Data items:
—————
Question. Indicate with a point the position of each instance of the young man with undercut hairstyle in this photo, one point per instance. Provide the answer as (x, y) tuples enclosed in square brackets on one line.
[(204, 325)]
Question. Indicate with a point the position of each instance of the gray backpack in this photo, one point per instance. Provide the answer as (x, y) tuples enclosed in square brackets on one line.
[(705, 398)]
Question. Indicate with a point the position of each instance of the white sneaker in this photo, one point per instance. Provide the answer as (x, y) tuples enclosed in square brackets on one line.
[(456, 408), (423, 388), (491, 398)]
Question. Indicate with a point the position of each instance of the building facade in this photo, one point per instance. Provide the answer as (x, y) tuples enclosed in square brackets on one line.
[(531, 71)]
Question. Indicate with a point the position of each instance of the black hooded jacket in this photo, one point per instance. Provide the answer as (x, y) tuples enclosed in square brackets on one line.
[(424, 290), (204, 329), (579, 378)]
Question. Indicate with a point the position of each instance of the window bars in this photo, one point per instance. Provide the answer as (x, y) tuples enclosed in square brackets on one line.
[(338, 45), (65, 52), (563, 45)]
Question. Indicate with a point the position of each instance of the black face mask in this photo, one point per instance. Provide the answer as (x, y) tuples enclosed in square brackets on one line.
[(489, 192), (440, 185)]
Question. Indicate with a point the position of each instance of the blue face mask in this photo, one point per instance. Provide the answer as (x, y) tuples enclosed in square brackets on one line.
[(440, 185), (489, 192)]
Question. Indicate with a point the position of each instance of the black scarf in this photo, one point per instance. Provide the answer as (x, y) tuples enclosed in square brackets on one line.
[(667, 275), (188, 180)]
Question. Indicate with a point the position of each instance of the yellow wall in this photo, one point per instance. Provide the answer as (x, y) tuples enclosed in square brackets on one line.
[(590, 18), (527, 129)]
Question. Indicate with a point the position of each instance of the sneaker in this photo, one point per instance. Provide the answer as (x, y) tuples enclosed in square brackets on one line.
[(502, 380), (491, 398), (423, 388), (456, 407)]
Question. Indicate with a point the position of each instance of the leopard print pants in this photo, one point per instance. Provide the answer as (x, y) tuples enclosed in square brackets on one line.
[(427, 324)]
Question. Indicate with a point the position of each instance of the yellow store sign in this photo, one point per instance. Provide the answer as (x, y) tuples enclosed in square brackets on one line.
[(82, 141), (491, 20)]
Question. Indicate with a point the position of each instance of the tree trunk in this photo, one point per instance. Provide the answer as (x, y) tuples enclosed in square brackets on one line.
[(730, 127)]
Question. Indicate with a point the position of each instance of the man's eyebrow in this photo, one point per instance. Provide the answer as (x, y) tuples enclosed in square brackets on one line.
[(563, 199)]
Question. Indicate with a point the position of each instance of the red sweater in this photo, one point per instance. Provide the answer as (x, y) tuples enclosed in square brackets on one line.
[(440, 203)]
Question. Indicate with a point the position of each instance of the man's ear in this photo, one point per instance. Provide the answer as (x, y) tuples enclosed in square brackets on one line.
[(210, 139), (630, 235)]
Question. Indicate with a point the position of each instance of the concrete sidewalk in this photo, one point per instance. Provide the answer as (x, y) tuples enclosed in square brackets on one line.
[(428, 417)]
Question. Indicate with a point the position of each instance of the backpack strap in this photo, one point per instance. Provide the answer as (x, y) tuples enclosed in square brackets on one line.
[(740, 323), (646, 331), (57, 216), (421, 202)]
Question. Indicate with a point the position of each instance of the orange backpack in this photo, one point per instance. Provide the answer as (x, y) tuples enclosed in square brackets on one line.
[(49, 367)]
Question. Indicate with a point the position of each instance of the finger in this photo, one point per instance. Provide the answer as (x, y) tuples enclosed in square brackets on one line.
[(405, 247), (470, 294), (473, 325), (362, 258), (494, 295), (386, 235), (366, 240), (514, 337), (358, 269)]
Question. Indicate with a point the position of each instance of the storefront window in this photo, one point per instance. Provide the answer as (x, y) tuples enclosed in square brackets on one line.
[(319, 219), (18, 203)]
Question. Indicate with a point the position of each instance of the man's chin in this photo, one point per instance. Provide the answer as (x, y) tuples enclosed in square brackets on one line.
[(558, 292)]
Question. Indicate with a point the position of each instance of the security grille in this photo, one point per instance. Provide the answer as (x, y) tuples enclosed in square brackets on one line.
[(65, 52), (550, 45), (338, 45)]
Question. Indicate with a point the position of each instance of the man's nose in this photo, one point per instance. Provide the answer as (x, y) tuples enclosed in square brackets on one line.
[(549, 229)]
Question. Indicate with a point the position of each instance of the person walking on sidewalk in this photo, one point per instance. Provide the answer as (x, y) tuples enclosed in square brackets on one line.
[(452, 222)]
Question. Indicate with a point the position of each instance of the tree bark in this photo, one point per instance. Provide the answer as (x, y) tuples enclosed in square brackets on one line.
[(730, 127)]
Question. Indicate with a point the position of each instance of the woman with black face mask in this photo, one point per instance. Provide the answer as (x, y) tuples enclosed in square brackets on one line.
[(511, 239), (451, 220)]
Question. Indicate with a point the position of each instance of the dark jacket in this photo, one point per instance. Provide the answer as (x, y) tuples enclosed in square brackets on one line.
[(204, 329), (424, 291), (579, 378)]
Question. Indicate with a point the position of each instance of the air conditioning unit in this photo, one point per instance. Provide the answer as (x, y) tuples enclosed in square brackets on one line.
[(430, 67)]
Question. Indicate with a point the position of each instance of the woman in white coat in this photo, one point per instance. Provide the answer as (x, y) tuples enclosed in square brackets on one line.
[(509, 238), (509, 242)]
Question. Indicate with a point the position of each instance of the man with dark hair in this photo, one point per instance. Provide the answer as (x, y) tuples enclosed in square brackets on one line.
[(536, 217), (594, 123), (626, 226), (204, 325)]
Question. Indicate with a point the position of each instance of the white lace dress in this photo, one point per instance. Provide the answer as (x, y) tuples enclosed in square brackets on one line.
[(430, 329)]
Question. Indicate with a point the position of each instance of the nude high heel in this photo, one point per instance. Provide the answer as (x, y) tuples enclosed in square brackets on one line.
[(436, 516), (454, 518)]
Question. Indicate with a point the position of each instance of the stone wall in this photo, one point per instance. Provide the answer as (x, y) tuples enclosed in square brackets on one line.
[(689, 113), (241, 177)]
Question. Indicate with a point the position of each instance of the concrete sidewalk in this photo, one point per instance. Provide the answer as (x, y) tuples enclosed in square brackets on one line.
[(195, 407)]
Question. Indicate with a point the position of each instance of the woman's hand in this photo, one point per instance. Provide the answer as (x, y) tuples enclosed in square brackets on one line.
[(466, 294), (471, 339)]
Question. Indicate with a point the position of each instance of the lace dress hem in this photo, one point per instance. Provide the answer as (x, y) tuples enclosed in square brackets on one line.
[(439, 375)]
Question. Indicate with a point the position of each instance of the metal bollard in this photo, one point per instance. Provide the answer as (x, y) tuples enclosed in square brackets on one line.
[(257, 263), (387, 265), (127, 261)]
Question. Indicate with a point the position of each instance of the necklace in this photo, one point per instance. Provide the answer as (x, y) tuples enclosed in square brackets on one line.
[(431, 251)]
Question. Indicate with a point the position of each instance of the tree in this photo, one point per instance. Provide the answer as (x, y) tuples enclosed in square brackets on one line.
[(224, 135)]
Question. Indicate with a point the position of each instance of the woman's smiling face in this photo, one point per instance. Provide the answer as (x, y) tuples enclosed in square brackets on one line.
—————
**Instructions to follow:**
Can you write out all of the items above again, substituting "a single point for each instance" for "one point per instance" and leaving everything else as it is?

**Full output:**
Question. Indicate with a point the position of each instance of the young man with undercut hairstyle in this photo, a single point for each instance. Provide the answer as (x, y) tuples enclosed in square brackets on one line.
[(204, 325)]
Question. Indicate with a point the position of each instance of the gray backpack in this photo, a single point for each instance. Provide the answer as (x, y) tuples enclosed in square brackets on one line.
[(705, 398)]
Question. Indicate with a point the position of each instance of the white sneaker in this photo, a single point for each instance. Provide the answer as (x, y) tuples enclosed in square brackets on one line.
[(456, 408), (423, 388), (491, 398)]
Question. Indicate with a point the position of each instance of the building facade in this photo, a single point for each instance. Provide the answer as (x, y) tuples enclosed in square brackets on one line.
[(531, 71)]
Question. Indicate with a point the position of each instance of the black hooded jacket in this photo, a single point for each instance. Provide the answer as (x, y) tuples enclosed in square brackets on one line.
[(424, 290), (204, 329), (579, 378)]
Question. Indicate with a point the position of each instance of the window bars in this photo, a single point for each instance. Provide the answer as (x, y) tuples enclosed in square brackets on one line.
[(338, 45), (65, 52), (563, 45)]
Question. Indicate with a point the position of each instance of the black face mask in this photo, a single point for each instance. Provide the answer as (x, y) tuples enclosed in square brackets on one line.
[(489, 192), (440, 185)]
Question. Indicate with a point the position of each instance of the blue face mask in this photo, a single point for each instance. Provide the answer as (x, y) tuples enclosed in square brackets on one line.
[(440, 185), (489, 192)]
Question. Indicate with a point the position of each instance of the black scarf in this photo, a single point for each instance. Provide the answer as (x, y) tuples enclosed in square brackets on one line.
[(667, 275), (188, 180)]
Question. Indicate with a point the position of each instance of the yellow wall in this photo, a single point for each instance. Provide the answer as (x, y) tuples enclosed in square brackets on one line.
[(590, 18), (527, 129)]
Question. Indicate with a point the position of each instance of the sneaker in this photo, a single point for each instance. Provide the answer as (x, y) tuples enclosed in square brackets on one line.
[(502, 380), (491, 398), (423, 388), (456, 407)]
Question. Indicate with a point the position of each instance of the leopard print pants in this photo, a single point for each instance. Provide the answer as (x, y) tuples enclosed in square brackets on one line.
[(427, 324)]
Question. Indicate with a point the position of each instance of the yellow store sign in this photo, a single point for each instance. Provide the answer as (x, y) tuples enclosed in square brackets on one line.
[(82, 141), (491, 20)]
Question. Indicate with a point the position of each instance of the tree trunk in this photo, a single point for each instance. Provide the answer as (x, y) tuples enclosed in square brackets on one line.
[(730, 127)]
Question. Indicate with a point the position of each instance of the man's eyebrow in this photo, a single point for each instance. Provide the answer as (x, y) tuples enclosed in square brackets on one line.
[(563, 199)]
Question. Indicate with a point the position of each instance of the red sweater in this photo, a single point for each instance. Provide the answer as (x, y) tuples enclosed in square brackets on one line.
[(440, 203)]
Question. Indicate with a point the position of each instance of the man's ear in this photo, a single point for each instance. Provide the answer as (x, y) tuples enclosed in square brackets on one line.
[(210, 139), (630, 235)]
Question. Indicate with a point the position of each instance of the concrete sidewalk in this photo, a single point for each instance. Provide the answer as (x, y) tuples enclosed in square brackets on one line.
[(428, 417)]
Question. Indicate with a point the position of each instance of the backpack strap in this photo, a single point for each instance. Provide the answer as (x, y) tuples enclosed in square brackets on one line.
[(740, 323), (646, 331), (57, 216), (421, 202)]
Question. Indicate with a point the position of each instance of the orange backpack in this photo, a single point for each instance. Provide the answer as (x, y) tuples enclosed in square brackets on one line.
[(49, 367)]
Question. Indicate with a point the position of each instance of the finger in this photo, a single point for each instance. Provide the answer as (x, y) tuples enclosed in square brackets on one line.
[(405, 247), (470, 294), (473, 325), (362, 258), (494, 295), (386, 235), (366, 240), (514, 337), (358, 269)]
Question. Indicate with a point the position of each instance of the storefront window in this photo, a single point for each instance. Provide the answer as (x, y) tuples enclosed in square brackets on one line.
[(319, 219), (18, 203)]
Question. Indicate with a point the position of each instance of the man's chin in this photo, a single point for each instance. Provide the answer as (x, y) tuples enclosed in square brackets on one line.
[(558, 292)]
Question. Indicate with a point the position of each instance of the security grille in this photo, a single point for each instance. Provide the answer as (x, y) tuples enclosed in square brackets on one line.
[(65, 52), (550, 45), (338, 45)]
Question. Indicate with a point the position of each instance of the man's nose in this photo, a single point for each instance. Provide the answer as (x, y) tuples enclosed in square brackets on one line.
[(549, 229)]
Question. Indicate with a point the position of each instance of the person walking on sidewalk in this photo, a single point for each instance. Provide the answer as (x, y) tuples enclosed in square brackets on one line.
[(452, 222)]
Question. Indicate with a point the position of each instance of the tree bark in this photo, a single point for each instance. Provide the answer as (x, y) tuples enclosed in square brackets on one line.
[(730, 127)]
Question. Indicate with a point the position of each instance of the woman with black face mask in this photo, a single point for each instance. Provide the answer as (x, y) tuples enclosed in square brackets on one line.
[(511, 239), (451, 220)]
Question. Indicate with a point the position of each instance of the dark jacket in this photo, a single point for each instance. Provide the answer as (x, y) tuples enclosed in square brackets on one line.
[(204, 329), (424, 291), (579, 378)]
Question. Indicate with a point the position of each instance of the air conditioning unit in this photo, a single point for each instance. Provide the answer as (x, y) tuples enclosed in square brackets on one line.
[(430, 67)]
Question. Indicate with a point the position of each instance of the woman in white coat in this photo, a single point for each instance. Provide the answer as (x, y) tuples enclosed in square brackets on one line.
[(509, 238), (509, 242)]
Question. Indicate with a point the position of each instance of the man with dark hair in this photo, a single point for each instance. Provide the answer as (x, y) tuples enclosed in square brackets on one line.
[(536, 217), (594, 123), (626, 226), (204, 325)]
Question. Indicate with a point the position of each instance of the white lace dress in this photo, a single point for each instance. Provide the answer as (x, y) tuples enclosed in square brackets on one line.
[(430, 329)]
Question. Indicate with a point the position of each instance of the nude high heel in this photo, a single point for each instance. Provide the answer as (x, y) tuples enclosed in square brackets on one line.
[(436, 516), (454, 518)]
Question. Indicate with a point the position of each instance of the stone wall in this photo, a single point for each instance. Provide the answer as (x, y) tuples enclosed in square brackets on one line.
[(689, 113), (241, 177)]
Question. Indicate with a point the position of each instance of the concrete sidewalk in this photo, a single point for each instance. Provide the answer as (x, y) tuples enclosed in square brackets on one line.
[(195, 407)]
Question. Indicate with a point the position of each instance of the woman's hand in this photo, a single point for each instance. Provide the answer as (x, y) tuples enclosed in square brackets on one line.
[(466, 294), (471, 339)]
Question. Indicate with a point the position of each instance of the lace dress hem in this photo, a single point for each instance. Provide the answer as (x, y) tuples enclosed in square brackets on one line.
[(439, 375)]
Question. Indicate with a point the position of each instance of the metal bollard in this photo, a single point for each instance. Provide the answer as (x, y) tuples enclosed in square brackets on one line.
[(257, 263), (387, 265), (127, 261)]
Question. Indicate with a point the position of each instance of the necklace in this photo, a single point for each instance. Provide the answer as (x, y) tuples enclosed in square brackets on one line.
[(431, 251)]
Question. Indicate with a point the position of each instance of the tree in this photo, a single point for each instance. Provide the answer as (x, y) tuples enclosed in square brackets on one line.
[(224, 135)]
Question. Indicate with a point the position of each instance of the woman's smiling face in this photo, a single point for each instance. Provide the answer as (x, y) tuples enclosed in square brackets on one line.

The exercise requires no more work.